→ EXERCISE AIM:
Without the pictures, copy all of the data exactly.

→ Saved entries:
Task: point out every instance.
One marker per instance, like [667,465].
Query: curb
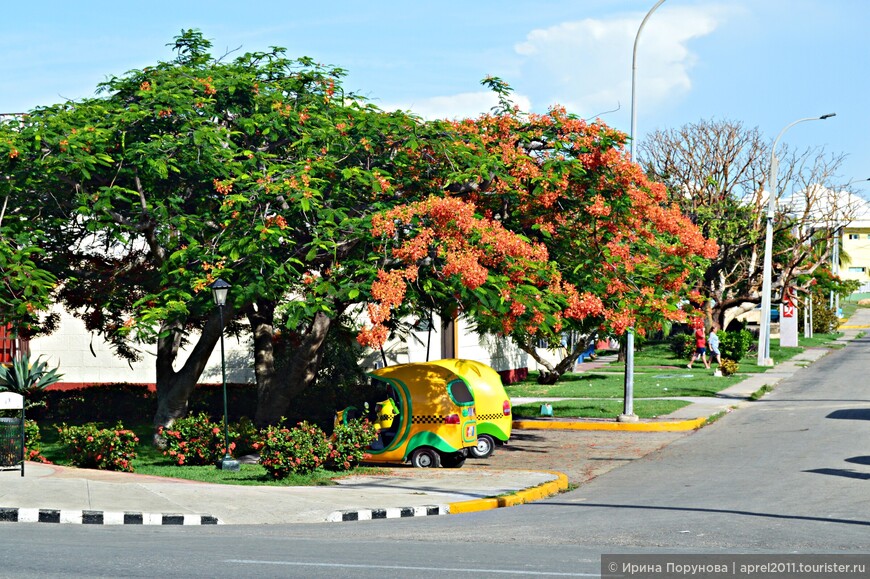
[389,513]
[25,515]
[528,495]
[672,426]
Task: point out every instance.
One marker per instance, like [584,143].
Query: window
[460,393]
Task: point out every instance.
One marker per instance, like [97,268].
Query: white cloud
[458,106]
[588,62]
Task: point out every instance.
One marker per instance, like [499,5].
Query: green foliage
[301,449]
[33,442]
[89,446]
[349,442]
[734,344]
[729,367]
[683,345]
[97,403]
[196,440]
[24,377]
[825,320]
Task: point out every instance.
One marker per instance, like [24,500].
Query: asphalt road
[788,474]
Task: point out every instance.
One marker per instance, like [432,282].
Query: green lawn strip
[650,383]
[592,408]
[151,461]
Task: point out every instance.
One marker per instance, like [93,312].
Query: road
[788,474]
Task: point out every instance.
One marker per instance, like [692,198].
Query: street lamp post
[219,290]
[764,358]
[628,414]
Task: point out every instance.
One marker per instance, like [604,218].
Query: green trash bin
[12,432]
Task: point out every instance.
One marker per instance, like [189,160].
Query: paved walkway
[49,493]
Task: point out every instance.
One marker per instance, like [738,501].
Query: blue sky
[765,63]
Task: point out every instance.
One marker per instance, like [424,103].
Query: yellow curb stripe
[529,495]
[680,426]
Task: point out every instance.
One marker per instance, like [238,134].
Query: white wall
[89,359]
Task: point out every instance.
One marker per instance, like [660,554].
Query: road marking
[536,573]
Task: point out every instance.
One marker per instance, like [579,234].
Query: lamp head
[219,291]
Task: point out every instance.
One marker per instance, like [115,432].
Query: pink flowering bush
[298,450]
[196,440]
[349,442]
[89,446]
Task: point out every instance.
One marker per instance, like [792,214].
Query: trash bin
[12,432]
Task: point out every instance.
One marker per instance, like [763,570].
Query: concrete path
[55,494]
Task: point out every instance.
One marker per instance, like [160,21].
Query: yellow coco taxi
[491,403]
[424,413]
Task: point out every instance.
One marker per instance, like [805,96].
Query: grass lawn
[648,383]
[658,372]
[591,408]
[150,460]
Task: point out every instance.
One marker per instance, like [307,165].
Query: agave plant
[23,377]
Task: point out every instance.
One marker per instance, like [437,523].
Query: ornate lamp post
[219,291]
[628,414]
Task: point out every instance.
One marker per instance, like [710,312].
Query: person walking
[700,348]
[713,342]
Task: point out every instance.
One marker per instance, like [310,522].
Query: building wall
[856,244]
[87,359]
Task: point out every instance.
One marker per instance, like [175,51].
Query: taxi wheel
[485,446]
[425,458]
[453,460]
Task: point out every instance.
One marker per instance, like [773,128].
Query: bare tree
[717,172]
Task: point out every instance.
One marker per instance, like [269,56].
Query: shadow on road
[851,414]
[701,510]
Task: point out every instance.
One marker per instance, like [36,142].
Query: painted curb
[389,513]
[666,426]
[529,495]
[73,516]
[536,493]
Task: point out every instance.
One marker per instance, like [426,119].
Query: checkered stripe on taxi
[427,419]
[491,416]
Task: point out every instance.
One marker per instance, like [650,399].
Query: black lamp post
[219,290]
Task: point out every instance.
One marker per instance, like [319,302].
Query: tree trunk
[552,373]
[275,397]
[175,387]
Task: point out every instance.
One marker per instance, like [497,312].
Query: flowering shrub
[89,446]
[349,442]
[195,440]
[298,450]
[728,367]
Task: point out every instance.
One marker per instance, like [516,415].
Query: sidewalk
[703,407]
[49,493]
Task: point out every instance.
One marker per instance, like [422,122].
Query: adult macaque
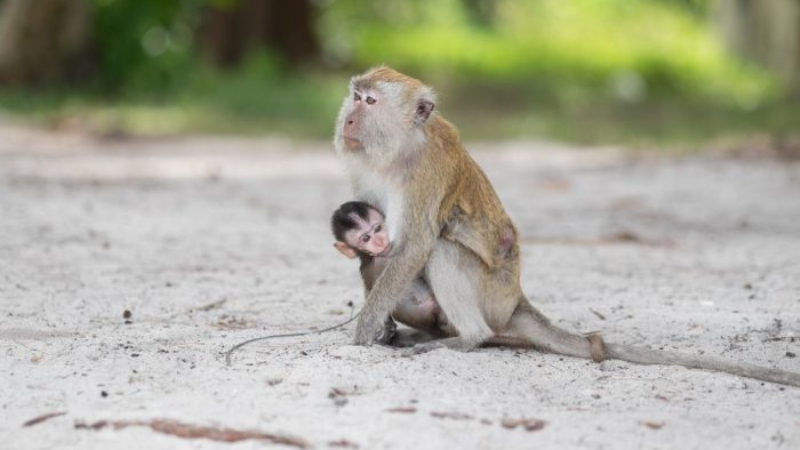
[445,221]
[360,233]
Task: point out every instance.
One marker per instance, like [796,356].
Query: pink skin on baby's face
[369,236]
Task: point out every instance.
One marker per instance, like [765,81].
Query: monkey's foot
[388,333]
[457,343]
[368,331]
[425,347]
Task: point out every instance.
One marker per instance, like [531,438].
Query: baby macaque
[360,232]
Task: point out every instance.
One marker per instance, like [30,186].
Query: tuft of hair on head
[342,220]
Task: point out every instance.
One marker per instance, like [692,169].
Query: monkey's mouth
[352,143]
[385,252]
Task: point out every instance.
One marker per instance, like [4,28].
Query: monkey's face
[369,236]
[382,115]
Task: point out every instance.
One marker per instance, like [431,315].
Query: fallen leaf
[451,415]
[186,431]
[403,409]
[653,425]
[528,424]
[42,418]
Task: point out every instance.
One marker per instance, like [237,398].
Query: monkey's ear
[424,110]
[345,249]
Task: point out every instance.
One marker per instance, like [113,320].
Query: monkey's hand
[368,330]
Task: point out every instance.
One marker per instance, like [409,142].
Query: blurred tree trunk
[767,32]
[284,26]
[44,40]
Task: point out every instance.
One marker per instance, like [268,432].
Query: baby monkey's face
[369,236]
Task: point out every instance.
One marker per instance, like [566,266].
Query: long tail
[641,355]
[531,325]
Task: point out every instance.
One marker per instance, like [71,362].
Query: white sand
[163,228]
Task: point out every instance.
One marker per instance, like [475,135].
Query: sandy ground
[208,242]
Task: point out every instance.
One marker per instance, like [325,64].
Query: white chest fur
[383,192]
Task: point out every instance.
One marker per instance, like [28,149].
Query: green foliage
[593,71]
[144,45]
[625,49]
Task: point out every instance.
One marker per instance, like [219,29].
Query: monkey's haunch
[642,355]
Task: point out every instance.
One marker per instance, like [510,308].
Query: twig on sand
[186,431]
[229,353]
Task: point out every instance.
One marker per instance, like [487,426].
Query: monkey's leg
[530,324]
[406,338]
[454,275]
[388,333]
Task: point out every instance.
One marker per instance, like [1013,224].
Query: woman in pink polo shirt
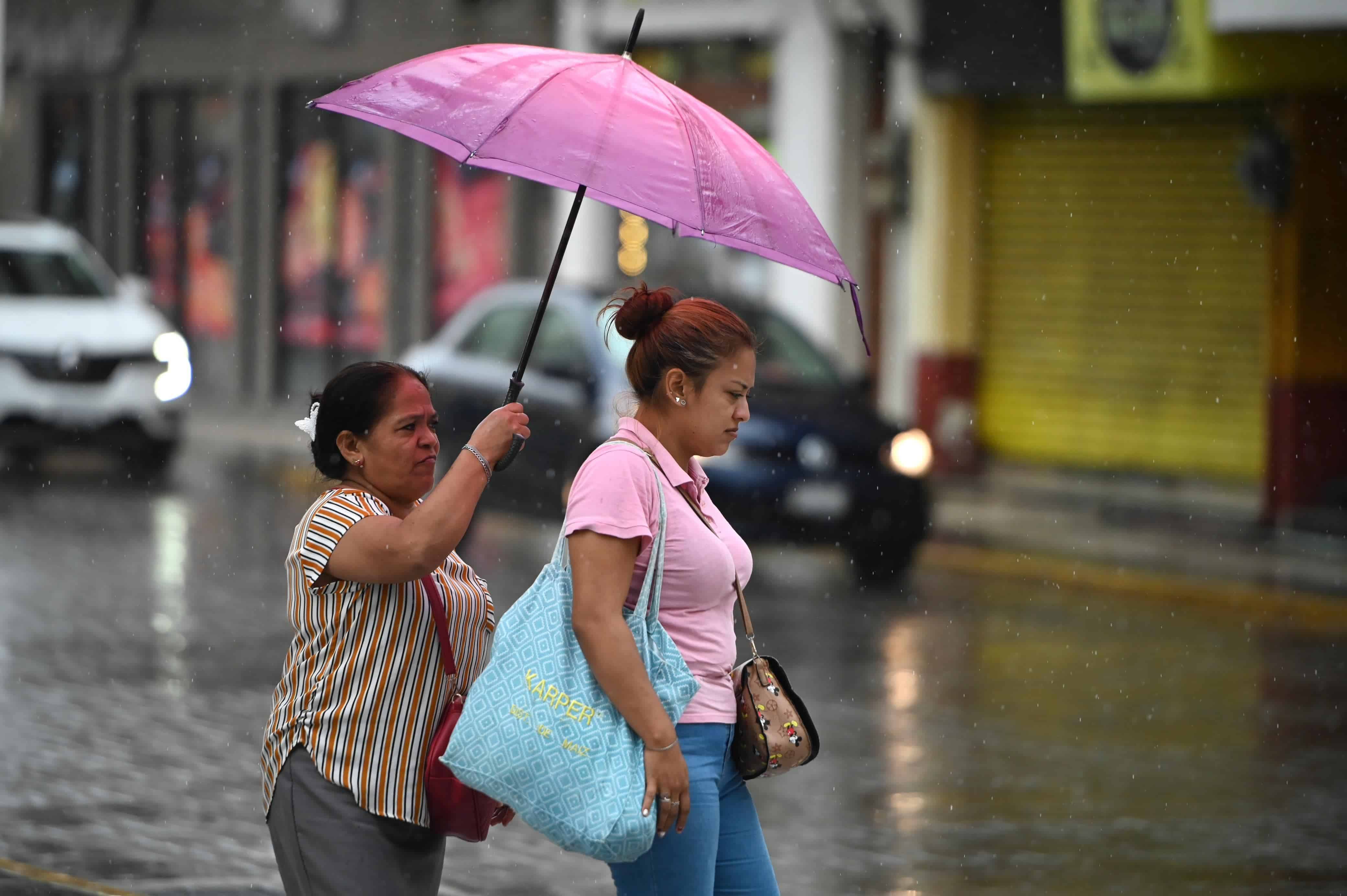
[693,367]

→ REPLY TO THE TASK:
Task: point out every instance.
One marker per instance, like [667,465].
Query: curb
[389,513]
[25,515]
[528,495]
[672,426]
Task: point out every instance.
One marker per instance, like [584,143].
Query: window
[460,393]
Task: point out every instance.
One marker per instance, like [97,268].
Query: white cloud
[458,106]
[588,62]
Task: point out every instance.
One marker per instance, like [499,5].
Query: green foliage
[301,449]
[33,442]
[89,446]
[349,442]
[734,344]
[729,367]
[683,345]
[97,403]
[196,440]
[24,377]
[825,320]
Task: point out every instance.
One marker per instance, like [24,500].
Query: asphalt road
[788,474]
Task: point out every instance.
One marker per instance, like [432,282].
Query: green lawn strip
[650,383]
[592,408]
[151,461]
Task: point out every instance.
One marker per instance, like [93,312].
Query: road
[788,474]
Task: point out every instance.
One marker per instance, like [692,198].
Query: street lamp post
[219,290]
[764,358]
[628,414]
Task: point out every instance.
One marker per instance, like [604,218].
Query: green trash bin
[12,432]
Task: point out every instance.
One marker per instance, like [189,160].
Query: paved walkway
[49,493]
Task: point out every instance.
One marker per instance, like [738,501].
Query: blue sky
[765,63]
Task: point out every instance.
One marker per instance, like [424,103].
Query: yellow curb stripe
[529,495]
[680,426]
Task: point out every instance.
One marker per instance, like [238,134].
Query: white wall
[89,359]
Task: point out every instance.
One marker per instance, like [660,554].
Query: road marking
[536,573]
Task: point out every instance.
One marker per instance, like [579,234].
Query: lamp head
[219,291]
Task: point out every instance.
One marker per instance, like [115,432].
Query: pink flowering bush
[298,450]
[196,440]
[349,442]
[89,446]
Task: point out every instance.
One marker per instance, like [792,214].
Query: trash bin
[12,432]
Task: point out every instance.
One marker per instance, like [763,570].
Query: concrete path
[55,494]
Task: point out every instance.
One marker per instance, like [160,21].
Query: yellow coco taxi
[491,403]
[424,413]
Task: point out every instance.
One marker per instance, like [805,96].
Query: grass lawn
[648,383]
[658,372]
[591,408]
[150,460]
Task: point out every instance.
One marker per instance, like [307,165].
Query: agave plant
[23,377]
Task: point out every instance.
One marker per instance, like [437,523].
Query: ornate lamp post
[219,291]
[628,414]
Task: point out every instance.
One marker per instance, like [710,312].
Query: person walking
[700,348]
[713,342]
Task: point out every instance.
One marker per instance, like [310,522].
Query: building wall
[856,244]
[87,359]
Task: point out every instance.
One marker per instance, like [175,51].
Query: taxi wheel
[485,446]
[425,458]
[453,460]
Task: point out every instance.
One marker per instance, like [773,128].
Query: bare tree
[717,172]
Task: point out every instance.
One marker per instance, like [269,56].
Query: shadow on road
[851,414]
[701,510]
Task: point out every instance.
One marker per instance, like [36,142].
Query: painted curb
[389,513]
[666,426]
[529,495]
[73,516]
[536,493]
Task: point out every instance.
One marker per instance, like [426,119].
Query: checkered stripe on taxi
[427,419]
[491,416]
Task: point out every instance.
One marker per instance, like [650,399].
Query: black lamp post
[219,290]
Task: point out every instance.
One marker per instance, like [319,302].
Query: tree trunk
[552,373]
[275,397]
[175,387]
Task: point out every instance.
One marker per instance, like [497,312].
Query: flowering shrub
[89,446]
[349,442]
[195,440]
[298,450]
[728,367]
Task: point out every instance.
One marker per instance, like [516,415].
Query: sidewalk
[703,407]
[49,493]
Task: point out every instance.
One marker per instance, like [422,122].
Query: adult macaque
[445,221]
[360,233]
Task: point out every instance.
One marker per instance, like [796,356].
Query: pink skin on baby's face
[369,236]
Task: point out every instance.
One marker per instance, like [765,81].
Query: monkey's foot
[388,333]
[457,343]
[368,331]
[425,347]
Task: point out every instance.
One marker per instance, like [531,438].
Query: baby macaque
[360,232]
Task: point out every instance.
One marker per instance, like [30,186].
Query: tuft of hair on head
[342,220]
Task: point out every instance.
One marker per instance, like [692,169].
Query: monkey's mouth
[352,143]
[385,252]
Task: point out every instance.
One marker per instance, like [4,28].
Query: monkey's face
[369,236]
[382,115]
Task: point out every instance.
One marker per instance, like [431,315].
Query: fallen leaf
[451,415]
[186,431]
[403,409]
[653,425]
[528,424]
[42,418]
Task: point out every instance.
One marker per instance, like [237,398].
Query: monkey's ear
[424,110]
[345,249]
Task: point out every instance.
One marker per instance, like [113,320].
Query: monkey's hand
[368,330]
Task: point out every instance.
One marker per instance, like [409,142].
Query: blurred tree trunk
[767,32]
[284,26]
[44,40]
Task: point out every instance.
One marker per instance, like [268,432].
Query: baby monkey's face
[369,236]
Task: point out every instance.
One marker per instance, like [566,266].
Query: long tail
[641,355]
[531,325]
Task: point out every instance.
One marker per instance, like [71,362].
Query: white sand
[163,228]
Task: point out every instance.
One marker per instance, like [475,135].
Query: sandy ground
[208,242]
Task: point out every instance.
One marker per instance, like [325,64].
Query: white chest fur
[383,192]
Task: point out every instance.
One marker per instance, like [28,149].
Query: green foliage
[593,71]
[144,45]
[625,49]
Task: point out every instance.
One marker per instance, like [219,29].
Query: monkey's haunch
[642,355]
Task: point out every instance.
One marker per instance, like [510,308].
Query: twig on sand
[186,431]
[229,353]
Task: point out every instance.
One marker per instance, like [487,426].
Query: monkey's leg
[530,324]
[406,338]
[454,275]
[388,333]
Task: point out every instance.
One marker per instance, like [1013,224].
Query: woman in pink polo shirt
[693,367]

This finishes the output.